__Records for processing__:
##############################
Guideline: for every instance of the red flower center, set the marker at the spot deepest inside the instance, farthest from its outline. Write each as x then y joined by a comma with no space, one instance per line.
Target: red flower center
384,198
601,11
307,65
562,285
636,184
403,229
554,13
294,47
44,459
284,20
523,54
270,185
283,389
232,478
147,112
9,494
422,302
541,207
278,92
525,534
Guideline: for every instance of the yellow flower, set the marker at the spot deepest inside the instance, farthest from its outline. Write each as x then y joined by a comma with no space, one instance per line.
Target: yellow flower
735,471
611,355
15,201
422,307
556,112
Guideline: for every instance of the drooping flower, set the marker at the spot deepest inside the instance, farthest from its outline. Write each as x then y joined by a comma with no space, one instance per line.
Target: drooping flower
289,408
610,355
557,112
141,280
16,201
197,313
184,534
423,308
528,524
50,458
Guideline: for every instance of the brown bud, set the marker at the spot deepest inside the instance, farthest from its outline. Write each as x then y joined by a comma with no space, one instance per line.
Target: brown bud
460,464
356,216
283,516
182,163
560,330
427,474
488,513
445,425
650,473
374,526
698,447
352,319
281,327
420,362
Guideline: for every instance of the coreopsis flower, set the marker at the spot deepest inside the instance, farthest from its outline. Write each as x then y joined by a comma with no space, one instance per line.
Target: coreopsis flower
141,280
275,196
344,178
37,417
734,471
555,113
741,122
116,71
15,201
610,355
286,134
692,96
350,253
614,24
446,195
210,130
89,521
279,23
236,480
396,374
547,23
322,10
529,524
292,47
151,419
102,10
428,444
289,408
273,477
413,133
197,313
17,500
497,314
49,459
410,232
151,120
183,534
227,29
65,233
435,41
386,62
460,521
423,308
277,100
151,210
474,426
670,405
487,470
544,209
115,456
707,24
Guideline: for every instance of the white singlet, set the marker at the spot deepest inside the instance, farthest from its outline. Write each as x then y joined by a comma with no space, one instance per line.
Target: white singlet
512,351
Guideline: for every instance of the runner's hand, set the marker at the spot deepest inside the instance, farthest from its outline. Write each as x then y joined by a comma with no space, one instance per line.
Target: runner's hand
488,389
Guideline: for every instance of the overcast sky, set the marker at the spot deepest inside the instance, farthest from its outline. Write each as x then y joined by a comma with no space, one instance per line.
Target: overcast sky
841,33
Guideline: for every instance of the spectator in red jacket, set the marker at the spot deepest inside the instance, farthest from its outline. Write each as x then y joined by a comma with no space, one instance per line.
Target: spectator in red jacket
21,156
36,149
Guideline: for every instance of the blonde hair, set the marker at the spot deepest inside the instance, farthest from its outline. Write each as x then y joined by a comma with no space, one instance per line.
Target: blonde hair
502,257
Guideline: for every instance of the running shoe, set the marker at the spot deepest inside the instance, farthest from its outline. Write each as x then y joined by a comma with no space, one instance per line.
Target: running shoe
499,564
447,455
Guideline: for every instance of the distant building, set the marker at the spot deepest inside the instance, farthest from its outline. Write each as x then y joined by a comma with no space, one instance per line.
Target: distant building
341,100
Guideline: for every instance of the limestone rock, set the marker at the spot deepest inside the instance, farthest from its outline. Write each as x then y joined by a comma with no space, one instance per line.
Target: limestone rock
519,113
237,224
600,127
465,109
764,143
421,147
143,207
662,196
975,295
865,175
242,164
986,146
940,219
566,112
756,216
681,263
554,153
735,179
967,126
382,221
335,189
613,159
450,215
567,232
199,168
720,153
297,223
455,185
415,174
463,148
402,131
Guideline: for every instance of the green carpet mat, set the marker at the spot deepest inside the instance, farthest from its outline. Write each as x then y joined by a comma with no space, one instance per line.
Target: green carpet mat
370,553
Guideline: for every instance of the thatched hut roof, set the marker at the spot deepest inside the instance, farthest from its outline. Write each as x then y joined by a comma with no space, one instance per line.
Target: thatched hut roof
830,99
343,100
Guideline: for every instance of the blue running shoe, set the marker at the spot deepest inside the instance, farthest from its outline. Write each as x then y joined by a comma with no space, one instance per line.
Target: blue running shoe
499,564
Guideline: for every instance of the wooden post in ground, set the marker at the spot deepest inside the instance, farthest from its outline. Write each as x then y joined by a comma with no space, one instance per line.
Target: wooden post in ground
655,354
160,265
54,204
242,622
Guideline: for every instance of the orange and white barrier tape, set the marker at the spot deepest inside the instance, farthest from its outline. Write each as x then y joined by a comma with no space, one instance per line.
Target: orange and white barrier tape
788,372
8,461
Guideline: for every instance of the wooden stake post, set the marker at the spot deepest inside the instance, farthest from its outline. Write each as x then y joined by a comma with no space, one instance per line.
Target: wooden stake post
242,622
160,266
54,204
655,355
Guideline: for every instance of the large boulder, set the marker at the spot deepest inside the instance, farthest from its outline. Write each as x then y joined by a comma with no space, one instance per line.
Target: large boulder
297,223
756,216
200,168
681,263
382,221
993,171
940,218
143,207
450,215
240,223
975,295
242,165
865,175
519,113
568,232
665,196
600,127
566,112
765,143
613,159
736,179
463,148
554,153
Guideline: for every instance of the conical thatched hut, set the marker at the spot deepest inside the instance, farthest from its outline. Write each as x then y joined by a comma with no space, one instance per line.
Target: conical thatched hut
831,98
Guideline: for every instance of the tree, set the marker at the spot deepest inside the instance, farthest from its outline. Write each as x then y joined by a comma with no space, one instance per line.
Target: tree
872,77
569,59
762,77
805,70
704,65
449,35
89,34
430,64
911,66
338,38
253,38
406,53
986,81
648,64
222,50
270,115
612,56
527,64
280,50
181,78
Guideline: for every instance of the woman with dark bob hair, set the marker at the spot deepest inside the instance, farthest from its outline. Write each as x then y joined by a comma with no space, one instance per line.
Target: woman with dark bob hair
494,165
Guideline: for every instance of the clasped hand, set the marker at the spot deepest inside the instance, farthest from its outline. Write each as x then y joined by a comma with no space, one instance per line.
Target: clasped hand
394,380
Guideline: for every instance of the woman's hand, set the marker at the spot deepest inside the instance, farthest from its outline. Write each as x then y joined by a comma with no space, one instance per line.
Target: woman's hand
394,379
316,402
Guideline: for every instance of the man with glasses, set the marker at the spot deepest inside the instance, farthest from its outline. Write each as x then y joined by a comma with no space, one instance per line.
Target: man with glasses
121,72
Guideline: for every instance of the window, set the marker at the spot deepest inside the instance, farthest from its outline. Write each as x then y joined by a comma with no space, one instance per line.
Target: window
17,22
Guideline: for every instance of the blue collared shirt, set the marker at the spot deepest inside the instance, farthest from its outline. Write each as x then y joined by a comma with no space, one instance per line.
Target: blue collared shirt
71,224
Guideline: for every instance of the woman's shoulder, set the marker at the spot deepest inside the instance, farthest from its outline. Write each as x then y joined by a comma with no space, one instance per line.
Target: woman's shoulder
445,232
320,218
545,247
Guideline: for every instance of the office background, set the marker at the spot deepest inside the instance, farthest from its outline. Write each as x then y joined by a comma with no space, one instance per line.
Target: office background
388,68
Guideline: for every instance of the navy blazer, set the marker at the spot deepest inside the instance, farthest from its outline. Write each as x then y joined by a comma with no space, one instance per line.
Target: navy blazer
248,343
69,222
##############################
__Directions__: Copy the data above exactly. Every line must be included.

__The reply__:
Guideline: for every instance of the red flower center, set the marker at the spot deepest inside the instance, farthest from its outline. Write each as x then y joined by a comma with no space, one instance per line.
Target: red flower center
384,198
601,11
307,65
562,285
636,184
403,229
554,13
294,47
44,459
284,20
523,54
270,185
283,389
232,478
147,112
9,494
422,302
541,207
278,92
525,534
Guideline: for every instance of the yellow flower, set the marker at the spot deepest inside the instance, farthest from its outline. Write each as x then y joined by a comma with no space, one instance per line.
Target: yellow flower
735,471
611,355
15,201
422,307
556,112
Guideline: for every instance of the drooping flower, set the marker at the spot deepest inside the instance, farthest from its outline. Write each as x then y joined by a comma with no space, one instance per line.
Target: drooping flower
289,408
610,355
557,112
141,280
16,201
197,313
184,534
423,308
528,524
50,458
Guideline: for every instance of the brown bud, set the marker at the spot deepest inside the instance, farthest from its outline. Write each as x then y joined by a comma with no space, one instance per line.
Target: brown bud
460,464
356,216
283,516
182,163
560,330
427,474
488,513
445,425
650,473
374,526
698,447
352,319
281,327
420,362
Guideline: for every instance of the coreopsis flower, set the marker at the spot deepest inside the instance, farthest from its outline. Write each as x then y joined by a comma with no space, one instance per line.
Target: coreopsis flower
141,280
275,196
344,178
37,417
734,471
555,113
741,122
116,71
15,201
610,355
286,134
692,96
350,253
614,24
446,195
210,130
89,521
279,23
236,480
396,374
547,23
322,10
529,524
292,47
151,419
102,10
428,444
289,408
273,477
413,133
197,313
17,500
497,314
49,459
410,232
151,120
183,534
227,29
65,233
435,41
386,62
460,521
423,308
277,100
151,210
474,426
670,405
487,470
544,209
115,456
707,24
Guideline: for every instance of the white singlet, set the marker at the spot deepest inside the instance, farthest from its outline. Write each as x then y joined by a comma with no space, one instance per line.
Target: white singlet
512,351
Guideline: for every instance of the runner's hand, set the marker at the spot deepest inside the instance, farthest from its outline. Write each as x then y joined by a comma with no space, one instance per line.
Target: runner's hand
488,389
Guideline: for every instance of the overcast sky, set the marker at the spot deepest inside the instance, farthest from its outline. Write each as x then y joined by a comma with no space, one instance per line.
Target: overcast sky
841,33
Guideline: for every instance of the spectator in red jacket, set the marker at the spot deepest inside the instance, farthest from its outline. Write each as x then y joined by a comma with no space, one instance per line.
Target: spectator in red jacket
21,156
36,149
Guideline: for every instance of the blonde hair, set the marker at the spot deepest inside the instance, farthest from its outline. Write each as x then y joined by a comma with no space, one instance per line.
Target: blonde hair
502,257
Guideline: for every instance of the running shoe, set the marker at the spot deepest inside the instance, farthest from its outline. Write each as x then y joined by a comma with no space, one instance per line.
Target: running shoe
499,564
447,455
Guideline: for every instance of the distant building, set the marker at the spot deepest inside the instance, farthest from its outline. Write each as x then y joined by a comma with no space, one instance per line.
Target: distant building
341,100
Guideline: for every instance of the limestone rock, set the marker at the spot deepest inside the instance, farthest from its outline. Write each as x then y joined by a comma with no space, one instance per line.
Target: limestone rock
519,113
237,224
600,127
465,109
764,143
421,147
143,207
662,196
975,295
865,175
242,164
986,146
940,219
566,112
756,216
681,263
554,153
735,179
967,126
382,221
335,189
613,159
450,215
567,232
199,168
720,153
297,223
455,185
415,174
463,148
402,131
Guideline: for every instance of the green carpet mat, set the marker at the spot deepest inside the instance, farthest from its outline. Write each as x then y joined by a comma with no space, one instance per line.
Target: green carpet mat
370,553
Guideline: for every instance of the thatched hut roof, set the marker at the spot deepest inside the instance, farthest from its outline. Write each as x then y joined by a comma with no space, one instance per line.
Target: thatched hut roof
830,99
343,100
Guideline: for every instance of the blue running shoe, set the marker at the spot deepest inside the instance, farthest from its outline. Write each as x then y joined by a comma with no space, one instance per line.
Target: blue running shoe
499,564
Guideline: for every instance of the wooden post in ground, set the marker at the spot deepest inside the instance, farthest from its outline. Write each as x then y joined by a comma with no space, one instance per line.
Target: wooden post in ground
655,354
160,265
54,204
242,622
Guideline: for every instance of the orange and white barrier tape, set the marker at the spot deepest inside the instance, farthest from its outline. Write each as x then y joined by a comma with no space, one instance per line.
Target: orange and white barrier tape
788,372
8,461
Guideline: for every instance of the wooden stake post, set the marker at the spot deepest inside the instance, farthest from its outline. Write each as x then y joined by a comma with no space, one instance per line.
Target: wooden stake post
242,622
160,266
54,204
655,355
Guideline: for every instance of the large boulder, set the marker at the spot deepest inside the instance, farthest from its outline. Write each as x then y joined by a comma with no space, one instance per line.
Target: large boulder
297,223
756,216
200,168
681,263
382,221
993,171
940,218
143,207
450,215
240,223
975,295
242,165
865,175
519,113
568,232
665,196
600,127
566,112
765,143
613,159
736,179
463,148
554,153
Guideline: for every instance of the conical thatched hut, set the marker at the spot deepest inside the instance, farthest from its outline. Write each as x then y joined by a comma with no space, one instance per line.
Target: conical thatched hut
831,98
Guideline: for every instance of the tree, set the marker at the spot deepest inside the instance, farthest from its outline. Write each as x then y joined by a comma with no space, one instance per line.
Target: tree
872,77
569,59
762,77
805,70
704,65
449,35
89,34
430,64
911,66
338,38
253,38
406,53
986,81
648,64
222,50
270,115
612,56
527,64
280,50
181,78
Guideline: for every instance of the woman with dark bob hair, set the marker at the spot deepest inside the instance, farthest from its outline. Write each as x then y joined by a comma with no space, one instance per line.
Target: woman with dark bob hair
494,165
Guideline: for every instance of the clasped hand, set the marker at the spot deepest inside the instance, farthest from its outline. Write each as x then y joined by a comma with no space, one instance per line.
Target: clasped hand
394,380
Guideline: for every instance of the woman's hand, set the marker at the spot deepest inside the instance, farthest from its outline. Write each as x then y joined by a comma with no space, one instance per line.
Target: woman's hand
394,379
316,402
Guideline: for every instance of the man with glasses, set the marker at the spot deepest inside the instance, farthest from its outline. Write each as x then y joined by a comma with no space, one instance per line.
Target: man with glasses
121,72
Guideline: for every instance of the window, set the marker at the spot deepest inside the instance, farthest from its outline. Write each as x then y joined by a comma with no space, one instance per line.
Target: window
17,22
Guideline: for every instance of the blue collared shirt, set the marker at the spot deepest inside the instance, farthest from its outline. Write each as x then y joined by a comma with no space, one instance per line.
Target: blue collared shirt
71,224
Guideline: for every instance of the woman's shoulder, set the marker at the spot deepest inside the instance, farthest from its outline. Write each as x then y joined by a comma with no space, one instance per line.
Target: woman's shoulder
445,232
320,218
545,247
Guideline: for every instance of the office background, set the marker at the spot deepest inside the instance, farthest from its outline. Write each as x then y joined by a comma with no space, one instance per line.
Target: office background
388,68
Guideline: for every instance of the navy blazer, set the marker at the spot deepest inside the instance, farthest from its outline. Write each as x then y joined by a comma with no space, one instance per line.
Target: navy blazer
248,343
69,222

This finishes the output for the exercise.